**EXERCISE BRIEF:** Return every line in the items below that contains the word "gray", copying each line in full.

**AVAILABLE DATA:**
[Begin]

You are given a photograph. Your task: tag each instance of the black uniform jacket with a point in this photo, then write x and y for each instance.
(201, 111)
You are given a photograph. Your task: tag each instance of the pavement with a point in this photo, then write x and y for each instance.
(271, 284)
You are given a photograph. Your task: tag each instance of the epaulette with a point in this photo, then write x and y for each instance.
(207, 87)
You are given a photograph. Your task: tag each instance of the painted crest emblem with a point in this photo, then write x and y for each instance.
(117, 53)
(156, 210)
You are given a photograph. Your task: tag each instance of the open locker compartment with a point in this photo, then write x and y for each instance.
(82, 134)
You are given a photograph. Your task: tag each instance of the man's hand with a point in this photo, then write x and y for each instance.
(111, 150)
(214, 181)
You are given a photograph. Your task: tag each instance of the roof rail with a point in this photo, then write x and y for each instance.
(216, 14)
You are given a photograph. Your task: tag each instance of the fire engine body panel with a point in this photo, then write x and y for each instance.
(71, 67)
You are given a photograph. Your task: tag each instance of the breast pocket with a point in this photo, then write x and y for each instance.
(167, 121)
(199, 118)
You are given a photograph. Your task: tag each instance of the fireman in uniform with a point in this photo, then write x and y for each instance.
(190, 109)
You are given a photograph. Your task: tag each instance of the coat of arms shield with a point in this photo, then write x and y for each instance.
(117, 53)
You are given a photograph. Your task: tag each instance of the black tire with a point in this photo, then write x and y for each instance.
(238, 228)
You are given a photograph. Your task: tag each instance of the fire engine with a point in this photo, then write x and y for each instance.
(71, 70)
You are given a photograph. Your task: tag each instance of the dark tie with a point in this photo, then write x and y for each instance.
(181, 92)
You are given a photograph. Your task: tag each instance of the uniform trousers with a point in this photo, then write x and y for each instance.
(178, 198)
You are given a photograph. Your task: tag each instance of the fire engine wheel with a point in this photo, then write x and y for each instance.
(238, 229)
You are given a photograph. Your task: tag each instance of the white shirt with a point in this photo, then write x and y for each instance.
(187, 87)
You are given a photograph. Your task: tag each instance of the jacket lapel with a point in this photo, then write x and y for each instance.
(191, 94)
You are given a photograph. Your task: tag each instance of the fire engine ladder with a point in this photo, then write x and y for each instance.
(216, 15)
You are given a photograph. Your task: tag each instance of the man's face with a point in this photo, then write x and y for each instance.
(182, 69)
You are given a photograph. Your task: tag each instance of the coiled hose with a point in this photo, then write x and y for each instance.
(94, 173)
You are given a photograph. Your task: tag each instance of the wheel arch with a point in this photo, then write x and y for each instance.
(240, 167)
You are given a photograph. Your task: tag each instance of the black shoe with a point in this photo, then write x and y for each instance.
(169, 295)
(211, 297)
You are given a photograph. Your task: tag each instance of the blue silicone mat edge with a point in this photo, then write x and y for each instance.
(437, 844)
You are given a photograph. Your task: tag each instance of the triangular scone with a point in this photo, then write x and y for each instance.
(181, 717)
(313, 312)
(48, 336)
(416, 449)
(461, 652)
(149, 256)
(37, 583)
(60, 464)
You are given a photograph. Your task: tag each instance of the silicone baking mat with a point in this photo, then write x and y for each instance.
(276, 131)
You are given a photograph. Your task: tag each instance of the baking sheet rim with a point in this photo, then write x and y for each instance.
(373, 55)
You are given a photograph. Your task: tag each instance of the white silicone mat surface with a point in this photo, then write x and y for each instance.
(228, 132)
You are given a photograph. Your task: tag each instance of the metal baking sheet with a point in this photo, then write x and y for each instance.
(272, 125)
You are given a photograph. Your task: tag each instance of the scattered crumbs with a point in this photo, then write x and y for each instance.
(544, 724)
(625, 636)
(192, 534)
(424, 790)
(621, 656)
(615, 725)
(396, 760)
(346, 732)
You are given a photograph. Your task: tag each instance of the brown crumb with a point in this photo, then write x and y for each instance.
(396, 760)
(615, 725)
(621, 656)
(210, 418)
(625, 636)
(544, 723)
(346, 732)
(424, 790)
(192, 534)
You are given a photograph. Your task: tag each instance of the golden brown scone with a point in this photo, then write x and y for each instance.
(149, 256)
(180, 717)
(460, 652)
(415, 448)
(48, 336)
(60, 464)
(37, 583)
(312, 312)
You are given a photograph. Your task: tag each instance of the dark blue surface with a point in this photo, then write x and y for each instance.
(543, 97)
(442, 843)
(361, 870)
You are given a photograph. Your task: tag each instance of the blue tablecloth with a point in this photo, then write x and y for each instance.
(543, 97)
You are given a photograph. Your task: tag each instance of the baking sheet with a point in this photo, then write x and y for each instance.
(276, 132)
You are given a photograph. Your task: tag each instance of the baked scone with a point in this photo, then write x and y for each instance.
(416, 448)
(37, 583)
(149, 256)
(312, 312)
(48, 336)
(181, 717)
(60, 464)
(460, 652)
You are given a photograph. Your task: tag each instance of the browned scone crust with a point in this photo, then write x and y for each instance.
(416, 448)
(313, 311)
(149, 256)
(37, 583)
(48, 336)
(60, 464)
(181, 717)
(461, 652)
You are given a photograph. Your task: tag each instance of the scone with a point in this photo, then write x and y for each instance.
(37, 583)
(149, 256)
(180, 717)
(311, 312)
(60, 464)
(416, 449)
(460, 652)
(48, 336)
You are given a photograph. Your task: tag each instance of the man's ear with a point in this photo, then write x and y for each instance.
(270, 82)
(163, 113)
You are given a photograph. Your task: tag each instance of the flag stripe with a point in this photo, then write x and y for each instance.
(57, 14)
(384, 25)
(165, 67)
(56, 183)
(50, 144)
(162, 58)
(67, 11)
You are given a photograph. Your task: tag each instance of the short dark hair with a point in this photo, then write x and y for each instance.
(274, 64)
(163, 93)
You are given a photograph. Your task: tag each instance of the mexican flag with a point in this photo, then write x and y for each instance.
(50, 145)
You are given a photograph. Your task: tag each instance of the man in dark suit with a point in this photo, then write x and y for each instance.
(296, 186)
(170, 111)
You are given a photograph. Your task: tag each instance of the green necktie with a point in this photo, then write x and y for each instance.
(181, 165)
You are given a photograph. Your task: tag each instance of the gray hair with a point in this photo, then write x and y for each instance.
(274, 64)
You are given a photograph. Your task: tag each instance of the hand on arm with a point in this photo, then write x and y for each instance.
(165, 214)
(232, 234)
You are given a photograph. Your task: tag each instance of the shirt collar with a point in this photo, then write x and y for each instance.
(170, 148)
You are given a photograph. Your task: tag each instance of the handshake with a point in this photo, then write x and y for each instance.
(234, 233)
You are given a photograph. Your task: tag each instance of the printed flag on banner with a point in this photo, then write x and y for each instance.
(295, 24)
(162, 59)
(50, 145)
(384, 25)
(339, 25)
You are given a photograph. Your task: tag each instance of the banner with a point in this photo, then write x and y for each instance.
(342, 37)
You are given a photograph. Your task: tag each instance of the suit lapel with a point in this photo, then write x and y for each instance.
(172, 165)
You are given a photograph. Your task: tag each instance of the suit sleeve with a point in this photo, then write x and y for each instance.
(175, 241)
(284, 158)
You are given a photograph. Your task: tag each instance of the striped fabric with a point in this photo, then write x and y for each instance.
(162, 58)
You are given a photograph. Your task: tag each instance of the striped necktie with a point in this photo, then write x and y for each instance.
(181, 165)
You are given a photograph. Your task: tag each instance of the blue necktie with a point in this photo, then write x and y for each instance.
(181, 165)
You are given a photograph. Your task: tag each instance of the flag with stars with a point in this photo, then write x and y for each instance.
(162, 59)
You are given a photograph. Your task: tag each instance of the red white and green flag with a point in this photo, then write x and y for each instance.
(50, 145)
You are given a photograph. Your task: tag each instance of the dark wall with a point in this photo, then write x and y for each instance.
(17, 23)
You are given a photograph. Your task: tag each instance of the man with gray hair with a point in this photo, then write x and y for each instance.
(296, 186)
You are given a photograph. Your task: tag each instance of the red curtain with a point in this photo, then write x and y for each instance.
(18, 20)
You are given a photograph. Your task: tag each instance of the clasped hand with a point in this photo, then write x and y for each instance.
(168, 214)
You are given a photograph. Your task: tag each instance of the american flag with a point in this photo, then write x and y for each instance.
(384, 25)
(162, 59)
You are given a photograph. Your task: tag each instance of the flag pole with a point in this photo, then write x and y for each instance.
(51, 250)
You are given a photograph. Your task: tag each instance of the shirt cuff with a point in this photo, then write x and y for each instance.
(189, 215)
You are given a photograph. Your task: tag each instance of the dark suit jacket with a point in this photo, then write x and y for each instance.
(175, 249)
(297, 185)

[End]
[Begin]

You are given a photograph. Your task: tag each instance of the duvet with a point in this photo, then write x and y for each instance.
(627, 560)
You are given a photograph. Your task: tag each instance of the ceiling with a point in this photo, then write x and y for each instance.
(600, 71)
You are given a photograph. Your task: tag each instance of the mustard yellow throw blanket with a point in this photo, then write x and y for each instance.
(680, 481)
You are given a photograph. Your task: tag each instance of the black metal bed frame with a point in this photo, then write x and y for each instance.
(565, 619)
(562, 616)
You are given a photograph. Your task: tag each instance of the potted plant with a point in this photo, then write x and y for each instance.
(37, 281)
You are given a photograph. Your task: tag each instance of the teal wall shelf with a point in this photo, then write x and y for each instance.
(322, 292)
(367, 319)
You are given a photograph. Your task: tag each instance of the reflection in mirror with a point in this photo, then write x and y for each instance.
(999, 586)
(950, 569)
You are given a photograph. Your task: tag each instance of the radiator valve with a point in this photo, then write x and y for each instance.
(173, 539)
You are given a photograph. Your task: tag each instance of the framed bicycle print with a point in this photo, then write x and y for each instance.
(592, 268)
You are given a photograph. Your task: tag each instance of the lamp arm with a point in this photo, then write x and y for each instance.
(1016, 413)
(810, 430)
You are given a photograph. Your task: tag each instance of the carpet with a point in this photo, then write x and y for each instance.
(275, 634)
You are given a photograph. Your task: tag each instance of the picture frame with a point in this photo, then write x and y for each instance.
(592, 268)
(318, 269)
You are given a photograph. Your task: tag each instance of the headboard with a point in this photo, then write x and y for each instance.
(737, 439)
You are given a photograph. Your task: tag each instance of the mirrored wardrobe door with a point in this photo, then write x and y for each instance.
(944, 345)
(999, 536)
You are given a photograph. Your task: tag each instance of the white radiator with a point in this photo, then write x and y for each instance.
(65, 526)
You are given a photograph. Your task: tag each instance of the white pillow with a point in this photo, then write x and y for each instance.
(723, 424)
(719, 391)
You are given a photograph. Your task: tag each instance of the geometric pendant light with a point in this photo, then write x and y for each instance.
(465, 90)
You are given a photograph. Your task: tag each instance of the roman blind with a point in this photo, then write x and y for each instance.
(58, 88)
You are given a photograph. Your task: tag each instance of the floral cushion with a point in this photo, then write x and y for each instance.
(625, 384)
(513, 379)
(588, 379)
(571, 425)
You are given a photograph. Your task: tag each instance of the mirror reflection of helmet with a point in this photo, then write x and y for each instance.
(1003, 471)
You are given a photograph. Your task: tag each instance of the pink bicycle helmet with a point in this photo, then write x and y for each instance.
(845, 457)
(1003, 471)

[End]

**ANSWER:**
You are given a photograph. Your task: tag each instance of the gray hair with a point in this photo, then write x and y for each instance.
You are given a photograph. Your task: tag each instance of the man with gray hair with a point in this photo, then write x and y for each instance.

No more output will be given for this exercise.